» **Source information**:
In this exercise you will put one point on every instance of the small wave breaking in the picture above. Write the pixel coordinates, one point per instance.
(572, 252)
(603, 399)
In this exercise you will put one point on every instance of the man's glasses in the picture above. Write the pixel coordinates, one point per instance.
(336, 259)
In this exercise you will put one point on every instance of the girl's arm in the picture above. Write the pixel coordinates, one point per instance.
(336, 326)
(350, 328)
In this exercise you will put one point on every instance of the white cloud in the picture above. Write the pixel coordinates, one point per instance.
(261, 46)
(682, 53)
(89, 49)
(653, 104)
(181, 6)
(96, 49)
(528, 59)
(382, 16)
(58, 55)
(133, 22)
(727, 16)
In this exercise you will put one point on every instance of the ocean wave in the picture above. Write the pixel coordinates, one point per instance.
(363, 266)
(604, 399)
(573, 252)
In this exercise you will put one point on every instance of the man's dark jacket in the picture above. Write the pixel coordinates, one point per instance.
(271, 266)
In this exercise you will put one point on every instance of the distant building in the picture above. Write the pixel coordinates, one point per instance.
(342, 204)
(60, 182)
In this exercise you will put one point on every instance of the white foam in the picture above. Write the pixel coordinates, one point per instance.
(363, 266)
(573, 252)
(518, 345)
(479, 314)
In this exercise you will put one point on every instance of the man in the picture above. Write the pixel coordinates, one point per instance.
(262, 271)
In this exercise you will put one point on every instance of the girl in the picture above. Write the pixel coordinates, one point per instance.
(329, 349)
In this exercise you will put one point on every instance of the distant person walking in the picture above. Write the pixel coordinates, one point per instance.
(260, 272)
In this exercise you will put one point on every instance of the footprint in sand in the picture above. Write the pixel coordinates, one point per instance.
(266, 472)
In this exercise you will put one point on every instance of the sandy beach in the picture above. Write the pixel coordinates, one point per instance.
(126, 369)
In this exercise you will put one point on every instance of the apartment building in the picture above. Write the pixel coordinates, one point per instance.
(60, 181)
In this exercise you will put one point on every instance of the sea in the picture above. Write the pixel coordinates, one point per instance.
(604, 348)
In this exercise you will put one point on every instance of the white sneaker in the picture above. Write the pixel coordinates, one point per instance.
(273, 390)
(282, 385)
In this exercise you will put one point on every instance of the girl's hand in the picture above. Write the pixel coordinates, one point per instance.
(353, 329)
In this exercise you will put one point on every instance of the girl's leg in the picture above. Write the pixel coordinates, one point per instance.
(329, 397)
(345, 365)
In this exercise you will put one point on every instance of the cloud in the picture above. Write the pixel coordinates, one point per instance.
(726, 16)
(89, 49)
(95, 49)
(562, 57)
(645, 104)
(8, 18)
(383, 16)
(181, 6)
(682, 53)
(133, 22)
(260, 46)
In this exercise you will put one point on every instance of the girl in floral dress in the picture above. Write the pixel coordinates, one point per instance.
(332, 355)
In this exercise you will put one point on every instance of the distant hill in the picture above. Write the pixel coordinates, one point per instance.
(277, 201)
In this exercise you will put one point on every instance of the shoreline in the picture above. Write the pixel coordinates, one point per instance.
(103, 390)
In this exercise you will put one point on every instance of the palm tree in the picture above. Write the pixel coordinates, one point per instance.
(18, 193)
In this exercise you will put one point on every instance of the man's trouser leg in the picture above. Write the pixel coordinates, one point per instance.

» **Requirement**:
Make an exact copy of the listing, including every line.

» **Expected answer**:
In this exercise you will put one point on every instance of the small wave breaking in the picture above. Write the pixel coordinates, one point per instance.
(572, 252)
(603, 399)
In this exercise you will put one point on every instance of the man's glasses in the picture above. Write the pixel coordinates, one point per instance.
(336, 259)
In this exercise you will put one point on every instance of the girl's arm in the picture above. Write the pixel coordinates, one point per instance.
(336, 326)
(350, 328)
In this exercise you will put one point on every instance of the white cloud in the picture above. Write the pixel coordinates, one point per instance.
(261, 46)
(682, 53)
(89, 49)
(653, 104)
(181, 6)
(96, 49)
(528, 59)
(382, 16)
(58, 55)
(133, 22)
(727, 16)
In this exercise you will put one point on every instance of the ocean wave in the picture above. Write the pixel coordinates, one point per instance.
(363, 266)
(604, 399)
(573, 252)
In this exercise you will put one point on every instance of the man's dark jacket in the picture above. Write the pixel coordinates, one point per instance.
(271, 266)
In this exercise you will put one point on every instance of the distant building in the picture above. Write the pixel coordinates, one point per instance.
(342, 204)
(60, 182)
In this exercise you will put one point on every instance of the white foam in the picture above. Write the pixel coordinates, one point per instance.
(363, 266)
(573, 252)
(518, 345)
(479, 314)
In this exercise you will put one point on every instance of the man in the picture above. Write the pixel coordinates, one point per instance.
(262, 271)
In this exercise you will put one point on every instance of the girl in the picture above. Write the pixel coordinates, one point per instance.
(329, 349)
In this exercise you will put one point on every instance of the distant person walking in the picture above. Write the pixel coordinates, one point per instance.
(260, 272)
In this exercise you will put one point on every instance of the footprint in sand in the picture above. Write the pixel coordinates, one point per instance.
(266, 472)
In this exercise you will put one point on every instance of the sandy beach in the picture above. Write the pixel coordinates, one point per instance.
(126, 369)
In this exercise you will put one point on every instance of the apartment building in the picture above. Write the pixel coordinates, one point per instance.
(60, 181)
In this exercise you will put one point on every instance of the sea in the picture above. Write the pixel coordinates, one point per instance.
(604, 348)
In this exercise you will put one point on every instance of the white sneaker in the picture above. Write the pixel coordinates, one point per instance.
(273, 390)
(282, 385)
In this exercise you will put one point on every instance of the girl's hand in the picture above. Write the pixel coordinates, one point per instance.
(353, 329)
In this exercise you will put one point on every instance of the girl's leg in the picture above. Write the pixel coordinates, one point per instance.
(329, 397)
(345, 365)
In this exercise you will put one point on every instance of the cloud in the picture above. Write the pixel coordinates, one point per instance.
(726, 16)
(89, 49)
(95, 49)
(562, 57)
(645, 104)
(8, 18)
(383, 16)
(181, 6)
(682, 53)
(133, 22)
(260, 46)
In this exercise you will put one point on every instance of the girl in floral dress in the picture above. Write the pixel coordinates, one point per instance.
(332, 355)
In this exercise you will put one point on every instance of the distant hill in the picture above. Write the pixel coordinates, one point per instance.
(277, 201)
In this exercise you will put one point on every instance of the shoreline in the picture above. Write the pixel coordinates, one point per instance.
(103, 390)
In this exercise you will put one point on every instance of the palm tree in the picture above. Write the pixel coordinates, one point per instance.
(18, 193)
In this exercise you will put one point on every instance of the man's trouser leg in the picture above. Write the pixel coordinates, one point per instance.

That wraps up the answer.